Data for this task =>
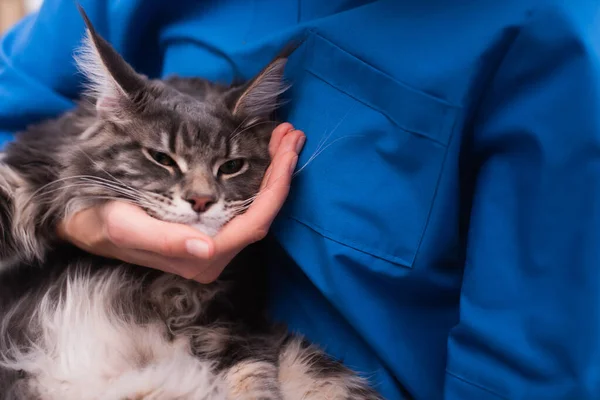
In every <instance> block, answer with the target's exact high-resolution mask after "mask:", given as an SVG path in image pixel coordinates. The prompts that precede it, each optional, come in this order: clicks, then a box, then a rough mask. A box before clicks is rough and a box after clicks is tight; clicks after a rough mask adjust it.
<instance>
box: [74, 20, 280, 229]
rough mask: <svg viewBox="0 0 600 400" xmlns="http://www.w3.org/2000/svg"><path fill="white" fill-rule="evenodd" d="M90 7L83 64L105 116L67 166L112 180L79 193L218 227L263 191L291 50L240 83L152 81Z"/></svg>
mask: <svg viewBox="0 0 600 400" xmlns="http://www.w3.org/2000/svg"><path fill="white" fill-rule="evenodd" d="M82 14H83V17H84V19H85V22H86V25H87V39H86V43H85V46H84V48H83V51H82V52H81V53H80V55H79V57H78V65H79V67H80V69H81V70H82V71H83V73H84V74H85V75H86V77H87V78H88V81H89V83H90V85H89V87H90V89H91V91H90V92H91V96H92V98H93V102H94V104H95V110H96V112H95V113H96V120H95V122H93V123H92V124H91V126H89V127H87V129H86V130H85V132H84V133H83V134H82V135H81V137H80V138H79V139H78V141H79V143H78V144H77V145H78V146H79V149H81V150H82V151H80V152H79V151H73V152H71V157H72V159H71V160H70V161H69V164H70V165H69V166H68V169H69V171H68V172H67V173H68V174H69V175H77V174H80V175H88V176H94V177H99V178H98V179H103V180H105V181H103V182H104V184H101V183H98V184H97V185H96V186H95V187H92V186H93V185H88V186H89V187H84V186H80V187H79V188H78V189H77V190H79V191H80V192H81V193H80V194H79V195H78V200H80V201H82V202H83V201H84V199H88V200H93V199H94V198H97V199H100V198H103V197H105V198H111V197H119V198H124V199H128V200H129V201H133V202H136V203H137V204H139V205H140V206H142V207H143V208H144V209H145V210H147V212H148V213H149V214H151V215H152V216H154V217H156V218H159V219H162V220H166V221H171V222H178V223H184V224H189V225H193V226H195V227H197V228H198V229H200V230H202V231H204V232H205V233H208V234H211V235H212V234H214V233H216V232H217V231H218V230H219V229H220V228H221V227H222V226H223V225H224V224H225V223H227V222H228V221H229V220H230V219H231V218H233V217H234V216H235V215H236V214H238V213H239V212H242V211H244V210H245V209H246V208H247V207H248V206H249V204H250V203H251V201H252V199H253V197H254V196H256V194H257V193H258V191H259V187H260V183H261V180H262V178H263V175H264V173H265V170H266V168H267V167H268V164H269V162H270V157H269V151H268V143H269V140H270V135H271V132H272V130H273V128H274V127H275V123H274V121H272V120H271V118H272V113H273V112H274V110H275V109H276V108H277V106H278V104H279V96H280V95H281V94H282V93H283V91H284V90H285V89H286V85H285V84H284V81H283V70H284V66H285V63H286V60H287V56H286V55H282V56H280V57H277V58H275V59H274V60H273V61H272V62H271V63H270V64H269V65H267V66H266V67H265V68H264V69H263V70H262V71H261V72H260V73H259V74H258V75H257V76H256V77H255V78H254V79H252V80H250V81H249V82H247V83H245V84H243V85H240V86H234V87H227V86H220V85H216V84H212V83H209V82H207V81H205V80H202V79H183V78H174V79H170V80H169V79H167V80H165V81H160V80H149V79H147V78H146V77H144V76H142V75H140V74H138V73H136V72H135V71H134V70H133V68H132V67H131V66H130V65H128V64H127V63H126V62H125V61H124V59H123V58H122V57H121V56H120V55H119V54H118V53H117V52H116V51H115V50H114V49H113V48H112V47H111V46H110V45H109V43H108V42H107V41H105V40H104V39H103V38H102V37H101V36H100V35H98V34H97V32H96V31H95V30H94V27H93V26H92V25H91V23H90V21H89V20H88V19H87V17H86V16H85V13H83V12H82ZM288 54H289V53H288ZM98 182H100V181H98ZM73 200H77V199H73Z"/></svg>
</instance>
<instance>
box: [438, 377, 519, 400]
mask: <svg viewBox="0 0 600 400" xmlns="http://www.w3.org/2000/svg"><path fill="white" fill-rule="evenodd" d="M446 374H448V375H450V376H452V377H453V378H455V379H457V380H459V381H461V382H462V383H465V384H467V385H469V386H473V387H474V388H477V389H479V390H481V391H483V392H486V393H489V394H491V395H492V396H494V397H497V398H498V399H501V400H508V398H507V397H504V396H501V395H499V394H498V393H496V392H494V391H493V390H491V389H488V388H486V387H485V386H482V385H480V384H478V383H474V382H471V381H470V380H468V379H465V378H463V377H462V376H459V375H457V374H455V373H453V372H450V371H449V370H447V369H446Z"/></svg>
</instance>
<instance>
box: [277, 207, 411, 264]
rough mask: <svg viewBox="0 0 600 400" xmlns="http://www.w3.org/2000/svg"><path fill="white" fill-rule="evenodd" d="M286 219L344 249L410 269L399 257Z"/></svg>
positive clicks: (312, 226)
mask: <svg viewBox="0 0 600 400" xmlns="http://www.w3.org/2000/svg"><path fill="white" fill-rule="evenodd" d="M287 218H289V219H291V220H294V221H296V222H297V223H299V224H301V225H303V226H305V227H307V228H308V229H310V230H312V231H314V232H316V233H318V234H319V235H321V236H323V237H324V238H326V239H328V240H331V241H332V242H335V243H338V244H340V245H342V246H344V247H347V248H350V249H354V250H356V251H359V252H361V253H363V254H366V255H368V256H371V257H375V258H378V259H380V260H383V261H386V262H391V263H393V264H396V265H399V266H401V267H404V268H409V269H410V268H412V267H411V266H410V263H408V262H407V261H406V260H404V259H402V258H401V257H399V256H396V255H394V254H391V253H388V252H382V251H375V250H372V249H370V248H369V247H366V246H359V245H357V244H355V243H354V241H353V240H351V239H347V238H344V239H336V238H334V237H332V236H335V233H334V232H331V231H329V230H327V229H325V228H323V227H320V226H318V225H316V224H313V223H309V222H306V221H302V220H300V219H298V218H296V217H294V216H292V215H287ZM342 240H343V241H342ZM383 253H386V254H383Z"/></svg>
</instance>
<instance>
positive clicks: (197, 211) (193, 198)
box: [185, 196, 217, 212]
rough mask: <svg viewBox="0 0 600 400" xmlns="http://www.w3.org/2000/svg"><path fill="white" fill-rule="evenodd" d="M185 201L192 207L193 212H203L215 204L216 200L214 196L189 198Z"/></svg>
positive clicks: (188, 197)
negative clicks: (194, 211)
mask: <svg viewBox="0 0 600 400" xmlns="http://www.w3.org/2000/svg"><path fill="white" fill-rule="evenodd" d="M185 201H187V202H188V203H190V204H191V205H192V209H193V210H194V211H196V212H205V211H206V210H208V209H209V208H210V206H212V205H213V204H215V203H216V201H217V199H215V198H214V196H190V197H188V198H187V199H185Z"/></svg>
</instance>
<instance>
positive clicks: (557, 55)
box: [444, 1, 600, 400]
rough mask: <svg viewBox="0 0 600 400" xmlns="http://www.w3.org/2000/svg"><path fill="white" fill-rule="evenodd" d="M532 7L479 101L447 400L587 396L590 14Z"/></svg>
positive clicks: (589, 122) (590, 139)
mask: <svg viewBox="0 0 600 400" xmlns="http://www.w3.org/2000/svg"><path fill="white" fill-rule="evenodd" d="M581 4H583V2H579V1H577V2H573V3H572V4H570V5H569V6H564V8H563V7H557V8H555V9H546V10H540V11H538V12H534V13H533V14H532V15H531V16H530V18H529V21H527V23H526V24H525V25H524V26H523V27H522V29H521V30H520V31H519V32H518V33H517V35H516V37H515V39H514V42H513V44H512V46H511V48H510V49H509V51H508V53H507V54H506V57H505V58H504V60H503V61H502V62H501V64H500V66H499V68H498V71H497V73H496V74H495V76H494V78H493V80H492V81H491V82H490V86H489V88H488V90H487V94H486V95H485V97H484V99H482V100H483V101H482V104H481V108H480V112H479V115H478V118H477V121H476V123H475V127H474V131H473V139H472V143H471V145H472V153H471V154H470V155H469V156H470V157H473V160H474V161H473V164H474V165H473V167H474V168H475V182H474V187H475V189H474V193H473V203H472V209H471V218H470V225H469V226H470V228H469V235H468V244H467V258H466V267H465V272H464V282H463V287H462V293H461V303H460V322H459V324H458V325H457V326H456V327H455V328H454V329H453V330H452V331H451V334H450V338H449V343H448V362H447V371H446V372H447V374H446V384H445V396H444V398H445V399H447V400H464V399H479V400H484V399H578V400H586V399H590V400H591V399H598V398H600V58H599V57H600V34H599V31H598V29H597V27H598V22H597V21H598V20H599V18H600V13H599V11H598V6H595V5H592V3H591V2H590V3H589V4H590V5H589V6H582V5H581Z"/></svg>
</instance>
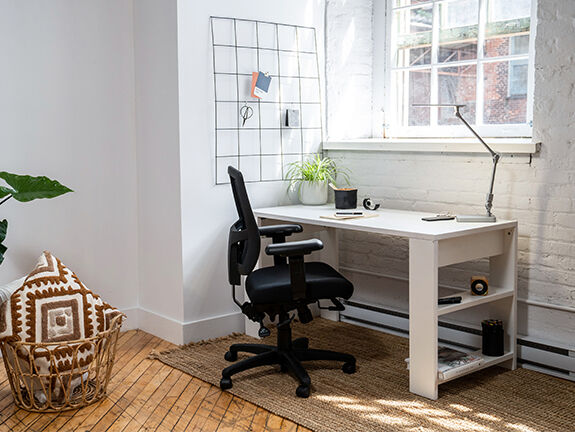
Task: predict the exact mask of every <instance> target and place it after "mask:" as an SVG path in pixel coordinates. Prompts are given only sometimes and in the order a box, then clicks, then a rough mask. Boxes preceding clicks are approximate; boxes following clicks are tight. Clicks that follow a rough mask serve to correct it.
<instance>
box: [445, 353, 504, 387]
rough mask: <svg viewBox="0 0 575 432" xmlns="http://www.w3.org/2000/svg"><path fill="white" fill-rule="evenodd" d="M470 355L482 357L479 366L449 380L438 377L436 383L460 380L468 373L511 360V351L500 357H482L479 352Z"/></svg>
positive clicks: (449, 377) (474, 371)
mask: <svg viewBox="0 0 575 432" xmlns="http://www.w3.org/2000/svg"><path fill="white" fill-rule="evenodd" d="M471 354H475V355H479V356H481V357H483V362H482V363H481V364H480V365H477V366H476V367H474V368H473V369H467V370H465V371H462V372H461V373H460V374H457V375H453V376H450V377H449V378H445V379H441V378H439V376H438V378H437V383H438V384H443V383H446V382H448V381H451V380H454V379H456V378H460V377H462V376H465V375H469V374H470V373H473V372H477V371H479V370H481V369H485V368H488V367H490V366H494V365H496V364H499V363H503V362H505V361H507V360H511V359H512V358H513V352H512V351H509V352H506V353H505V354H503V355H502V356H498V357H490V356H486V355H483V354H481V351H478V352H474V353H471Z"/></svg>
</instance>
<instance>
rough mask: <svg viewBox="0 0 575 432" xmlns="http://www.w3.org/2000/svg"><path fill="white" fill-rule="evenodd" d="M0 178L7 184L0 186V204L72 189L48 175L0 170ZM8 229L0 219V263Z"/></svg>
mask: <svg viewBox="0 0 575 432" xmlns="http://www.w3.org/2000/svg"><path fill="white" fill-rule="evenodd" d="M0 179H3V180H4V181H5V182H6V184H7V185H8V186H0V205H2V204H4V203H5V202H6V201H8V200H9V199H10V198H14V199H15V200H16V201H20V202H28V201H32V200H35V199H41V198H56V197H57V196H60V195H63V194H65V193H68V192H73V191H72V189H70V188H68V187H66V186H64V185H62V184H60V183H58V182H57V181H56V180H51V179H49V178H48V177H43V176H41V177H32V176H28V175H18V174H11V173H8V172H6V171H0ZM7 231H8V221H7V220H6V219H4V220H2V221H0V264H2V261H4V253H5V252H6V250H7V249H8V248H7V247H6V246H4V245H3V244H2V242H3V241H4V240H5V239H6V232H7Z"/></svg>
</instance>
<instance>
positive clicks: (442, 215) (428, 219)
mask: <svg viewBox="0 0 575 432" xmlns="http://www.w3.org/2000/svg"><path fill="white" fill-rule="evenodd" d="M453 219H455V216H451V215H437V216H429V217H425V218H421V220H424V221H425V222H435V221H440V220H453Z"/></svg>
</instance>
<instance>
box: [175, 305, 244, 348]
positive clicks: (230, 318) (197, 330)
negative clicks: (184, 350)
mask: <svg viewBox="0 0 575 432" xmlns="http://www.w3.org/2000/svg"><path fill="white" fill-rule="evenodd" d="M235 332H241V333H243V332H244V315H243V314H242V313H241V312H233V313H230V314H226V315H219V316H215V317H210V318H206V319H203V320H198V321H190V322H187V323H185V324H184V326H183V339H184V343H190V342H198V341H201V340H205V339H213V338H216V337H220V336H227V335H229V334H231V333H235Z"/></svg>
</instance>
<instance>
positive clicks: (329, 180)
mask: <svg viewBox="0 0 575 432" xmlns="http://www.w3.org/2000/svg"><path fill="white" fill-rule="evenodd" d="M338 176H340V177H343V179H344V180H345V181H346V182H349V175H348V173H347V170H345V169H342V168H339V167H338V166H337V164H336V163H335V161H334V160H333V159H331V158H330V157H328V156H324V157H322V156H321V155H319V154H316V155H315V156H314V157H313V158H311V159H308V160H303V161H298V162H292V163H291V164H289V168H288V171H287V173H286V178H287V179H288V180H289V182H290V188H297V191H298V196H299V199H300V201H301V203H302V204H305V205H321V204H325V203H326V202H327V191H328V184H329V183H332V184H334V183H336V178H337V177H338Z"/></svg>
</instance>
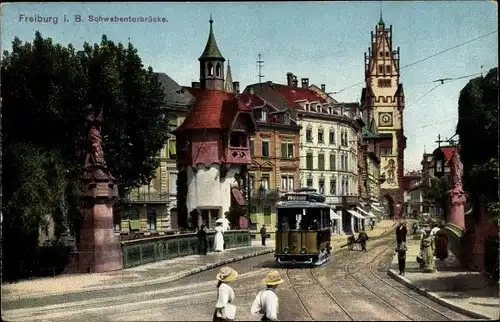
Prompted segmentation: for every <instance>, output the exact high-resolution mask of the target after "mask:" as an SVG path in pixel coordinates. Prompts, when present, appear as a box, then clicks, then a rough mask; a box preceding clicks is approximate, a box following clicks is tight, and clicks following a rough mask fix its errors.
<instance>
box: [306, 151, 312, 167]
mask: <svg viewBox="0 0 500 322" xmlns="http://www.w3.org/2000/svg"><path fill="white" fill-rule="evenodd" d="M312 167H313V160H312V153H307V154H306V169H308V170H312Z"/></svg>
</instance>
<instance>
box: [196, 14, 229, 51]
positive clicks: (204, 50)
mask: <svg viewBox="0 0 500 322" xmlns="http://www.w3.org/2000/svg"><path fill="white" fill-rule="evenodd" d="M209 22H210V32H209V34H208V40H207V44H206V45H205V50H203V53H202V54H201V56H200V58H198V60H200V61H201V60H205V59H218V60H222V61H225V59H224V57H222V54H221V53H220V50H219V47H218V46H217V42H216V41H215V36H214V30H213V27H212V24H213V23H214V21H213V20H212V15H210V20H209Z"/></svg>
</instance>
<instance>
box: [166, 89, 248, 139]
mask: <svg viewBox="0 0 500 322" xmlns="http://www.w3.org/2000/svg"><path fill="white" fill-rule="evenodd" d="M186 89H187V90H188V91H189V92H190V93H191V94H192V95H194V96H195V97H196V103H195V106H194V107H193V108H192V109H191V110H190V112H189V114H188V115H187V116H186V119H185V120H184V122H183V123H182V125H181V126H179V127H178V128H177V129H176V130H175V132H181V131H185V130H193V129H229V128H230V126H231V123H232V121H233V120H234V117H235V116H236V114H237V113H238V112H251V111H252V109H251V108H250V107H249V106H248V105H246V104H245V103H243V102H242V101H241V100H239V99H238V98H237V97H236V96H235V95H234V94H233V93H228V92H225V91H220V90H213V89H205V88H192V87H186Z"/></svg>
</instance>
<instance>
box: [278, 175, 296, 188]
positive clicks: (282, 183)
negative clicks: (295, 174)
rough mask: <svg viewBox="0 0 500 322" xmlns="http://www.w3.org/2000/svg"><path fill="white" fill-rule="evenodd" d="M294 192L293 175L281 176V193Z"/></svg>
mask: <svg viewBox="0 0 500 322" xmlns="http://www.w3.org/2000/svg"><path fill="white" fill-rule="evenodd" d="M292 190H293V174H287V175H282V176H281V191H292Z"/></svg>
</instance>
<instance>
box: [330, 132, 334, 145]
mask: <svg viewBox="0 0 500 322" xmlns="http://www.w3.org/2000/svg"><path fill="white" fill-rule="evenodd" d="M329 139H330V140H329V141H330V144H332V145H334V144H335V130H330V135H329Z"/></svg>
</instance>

Prompt => Scan the data for the word "high" and copy every line where it shows up.

Output for this task =>
In every <instance> block, answer with the target's exact high-resolution mask after "mask:", given as an SVG path in image pixel coordinates. The prompts that precede it, each optional, come in this order: clicks, then a box, then a rough mask. A box before clicks is rough and a box after clicks is tight; clicks after a rough mask adjust it.
Prompted segmentation: for every <instance>, output the exact high-resolution mask of the target after "mask:" as an SVG path in pixel coordinates. Prompts, when present, appear as a box, then clicks, then a rough mask; a box preceding clicks is approximate, a box following clicks is tight, and clicks following a rough mask fix its errors.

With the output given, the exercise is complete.